In addition to my usual year end lists, I’m also doing decade lists. Following are my favorite books that were released between 2000-2009. It turns out my two favorite books of the early aughts – Douglas Copeland’s Girlfriend in a Coma and Nick Hornby’s High Fidelity – were released in the mid-1990s. Oh well. With one exception, I only included books that were newly released in this decade…
10. Ian McEwan: On Chesil Beach
This unique little novella is probably not one that I would re-read, but I did like it enough to buy it after I’d checked it out from the library. There was just something so elegant and insightful about its painfully realistic depiction of an inexperienced couple’s awkward wedding night in 1962.
9. Lin Enger: Undiscovered Country
2008 was a very good year for novels. As I said in my review: “Undiscovered Country is a modernized retelling of Shakespeare’s Hamlet set in small town Minnesota.” I still think it’s a shame a certain bloated, boring copycat Oprah book club selection stole the attention and praise this novel rightfully deserved.
8. Maggie O’Farrell: The Vanishing Act of Esme Lennox
I summed it all up in my review: “Irish author Maggie O’Farrell has quickly become a favorite writer of mine. Her new novel The Vanishing Act Of Esme Lennox is a beautifully written, enthralling piece of Gothic fiction that effortlessly weaves together the emotional and riveting threads of one family’s multi-generational tale. “
7. Samantha Harvey: The Wilderness
One of the most unique books ever written. I would have put it at #1, except it’s too painful for me personally to ever re-read. As I said in my review, “Harvey’s beautiful, intelligent prose weaves the frayed threads of Jacob’s turbulent life and decaying mind together to create a magnificent tapestry of tragedy and hope.”
6. Emma Forrest: Namedropper
Compared to the rest of the list, this book probably ranks higher for nostalgic value than the quality of the novel itself. It’s a fun read about the loves and semi-adventures of vivacious, melodramatic, Elizabeth Taylor-obsessed Viva, including her encounter with an ill-fated indie musician that was inspired by Jeff Buckley.
5. Lee Maynard: Crum
Most of the world may not know who local writer Lee Maynard is, but he is known in West Virginia as the infamous author whose book Crum has been banned in various bookstores throughout the state. The book fictionalizes and scandalizes portions of Maynard’s adolescent years in Crum, WV. It’s been called an Appalachian Catcher in the Rye, but I think it’s far superior.
━━━━━━━━
▸ To do:
1. From the favorite-books list above, name every book that receives a numbered ranking, along with its author.
2. Answer these questions using the favorite-books list above:
(a) In what year is the wedding night in On Chesil Beach set?
(b) Which Shakespeare play does Undiscovered Country retell?
(c) In which state has Crum been banned in various bookstores?

▸ Provided material:
━━━━━━━━
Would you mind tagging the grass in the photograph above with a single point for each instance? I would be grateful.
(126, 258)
━━━━━━━━
▸ Task solutions:
1.
Ian McEwan: On Chesil Beach
Lin Enger: Undiscovered Country
Maggie O'Farrell: The Vanishing Act of Esme Lennox
Samantha Harvey: The Wilderness
Emma Forrest: Namedropper
Lee Maynard: Crum

2.
(a) 1962
(b) Hamlet
(c) West Virginia